start

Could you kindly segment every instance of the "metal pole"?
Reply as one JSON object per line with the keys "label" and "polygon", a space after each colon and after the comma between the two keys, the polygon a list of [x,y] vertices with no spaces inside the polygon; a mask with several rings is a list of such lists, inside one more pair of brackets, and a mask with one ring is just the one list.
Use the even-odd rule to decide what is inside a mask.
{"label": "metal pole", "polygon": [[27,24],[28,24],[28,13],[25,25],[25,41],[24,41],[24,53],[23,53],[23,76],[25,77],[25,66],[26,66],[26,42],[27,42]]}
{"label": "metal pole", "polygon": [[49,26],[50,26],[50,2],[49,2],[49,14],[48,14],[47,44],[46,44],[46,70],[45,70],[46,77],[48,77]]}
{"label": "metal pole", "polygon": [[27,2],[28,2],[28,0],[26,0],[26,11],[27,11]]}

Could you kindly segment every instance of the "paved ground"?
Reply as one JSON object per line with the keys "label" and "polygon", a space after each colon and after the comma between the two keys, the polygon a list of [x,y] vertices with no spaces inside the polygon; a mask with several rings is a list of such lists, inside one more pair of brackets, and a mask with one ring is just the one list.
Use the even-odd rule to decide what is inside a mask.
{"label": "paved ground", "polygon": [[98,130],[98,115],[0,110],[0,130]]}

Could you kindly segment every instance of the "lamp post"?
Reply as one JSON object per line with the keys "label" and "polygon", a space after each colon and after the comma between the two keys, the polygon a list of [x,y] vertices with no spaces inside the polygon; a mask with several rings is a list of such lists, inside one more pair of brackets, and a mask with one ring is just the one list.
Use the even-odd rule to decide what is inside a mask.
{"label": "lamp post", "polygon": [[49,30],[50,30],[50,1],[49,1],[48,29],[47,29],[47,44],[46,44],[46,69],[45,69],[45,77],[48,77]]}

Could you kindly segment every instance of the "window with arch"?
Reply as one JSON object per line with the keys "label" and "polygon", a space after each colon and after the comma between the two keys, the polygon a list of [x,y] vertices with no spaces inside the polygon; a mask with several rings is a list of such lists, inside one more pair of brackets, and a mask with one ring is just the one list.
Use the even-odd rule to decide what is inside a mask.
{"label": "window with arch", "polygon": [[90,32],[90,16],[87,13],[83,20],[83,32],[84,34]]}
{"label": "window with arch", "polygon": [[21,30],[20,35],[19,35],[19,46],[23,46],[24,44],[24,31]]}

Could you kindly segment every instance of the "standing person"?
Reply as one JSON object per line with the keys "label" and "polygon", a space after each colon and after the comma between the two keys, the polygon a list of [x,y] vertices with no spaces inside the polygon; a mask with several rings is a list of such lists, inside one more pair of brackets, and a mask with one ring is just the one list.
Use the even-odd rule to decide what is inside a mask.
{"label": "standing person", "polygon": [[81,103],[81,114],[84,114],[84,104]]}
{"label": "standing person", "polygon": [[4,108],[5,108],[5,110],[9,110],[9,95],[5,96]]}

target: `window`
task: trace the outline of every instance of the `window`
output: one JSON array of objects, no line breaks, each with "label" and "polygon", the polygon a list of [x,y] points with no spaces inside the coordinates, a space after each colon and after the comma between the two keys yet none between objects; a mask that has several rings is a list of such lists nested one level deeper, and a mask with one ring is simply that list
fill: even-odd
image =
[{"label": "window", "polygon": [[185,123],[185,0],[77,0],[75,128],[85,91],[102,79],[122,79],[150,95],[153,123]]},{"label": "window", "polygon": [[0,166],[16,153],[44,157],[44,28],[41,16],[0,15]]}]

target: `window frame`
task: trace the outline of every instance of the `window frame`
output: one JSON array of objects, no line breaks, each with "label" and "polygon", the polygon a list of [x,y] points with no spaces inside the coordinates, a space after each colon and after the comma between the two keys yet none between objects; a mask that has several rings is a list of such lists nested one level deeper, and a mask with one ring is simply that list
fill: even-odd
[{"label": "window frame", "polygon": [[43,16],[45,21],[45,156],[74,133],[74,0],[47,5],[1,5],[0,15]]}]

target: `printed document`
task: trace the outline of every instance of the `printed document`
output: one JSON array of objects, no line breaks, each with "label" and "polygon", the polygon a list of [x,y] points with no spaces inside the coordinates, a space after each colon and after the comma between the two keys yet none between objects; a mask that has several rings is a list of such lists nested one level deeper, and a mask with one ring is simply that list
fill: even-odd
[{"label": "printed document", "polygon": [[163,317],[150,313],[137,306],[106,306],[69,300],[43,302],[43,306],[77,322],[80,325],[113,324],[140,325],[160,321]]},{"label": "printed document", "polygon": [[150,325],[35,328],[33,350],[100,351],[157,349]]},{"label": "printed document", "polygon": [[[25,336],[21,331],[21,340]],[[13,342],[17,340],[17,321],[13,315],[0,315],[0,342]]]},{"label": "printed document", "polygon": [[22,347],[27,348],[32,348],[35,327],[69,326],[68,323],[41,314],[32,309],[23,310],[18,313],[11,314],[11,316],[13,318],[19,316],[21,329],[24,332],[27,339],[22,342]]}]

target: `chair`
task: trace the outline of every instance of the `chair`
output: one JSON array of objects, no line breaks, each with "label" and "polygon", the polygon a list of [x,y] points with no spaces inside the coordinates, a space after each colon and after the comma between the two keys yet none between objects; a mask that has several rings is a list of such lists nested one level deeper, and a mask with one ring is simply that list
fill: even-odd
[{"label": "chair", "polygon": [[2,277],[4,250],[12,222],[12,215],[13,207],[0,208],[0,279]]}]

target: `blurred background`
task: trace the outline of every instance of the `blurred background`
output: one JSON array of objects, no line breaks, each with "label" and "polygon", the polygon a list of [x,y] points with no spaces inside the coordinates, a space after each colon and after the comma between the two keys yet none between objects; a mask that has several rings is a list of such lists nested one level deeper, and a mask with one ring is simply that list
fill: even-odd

end

> What to do
Can you collect every line above that contains the string "person", copying each one in full?

> Exercise output
Could you kindly segment every instance of the "standing person"?
{"label": "standing person", "polygon": [[81,103],[81,114],[84,114],[84,104]]}
{"label": "standing person", "polygon": [[4,108],[5,108],[5,110],[9,110],[9,95],[5,96]]}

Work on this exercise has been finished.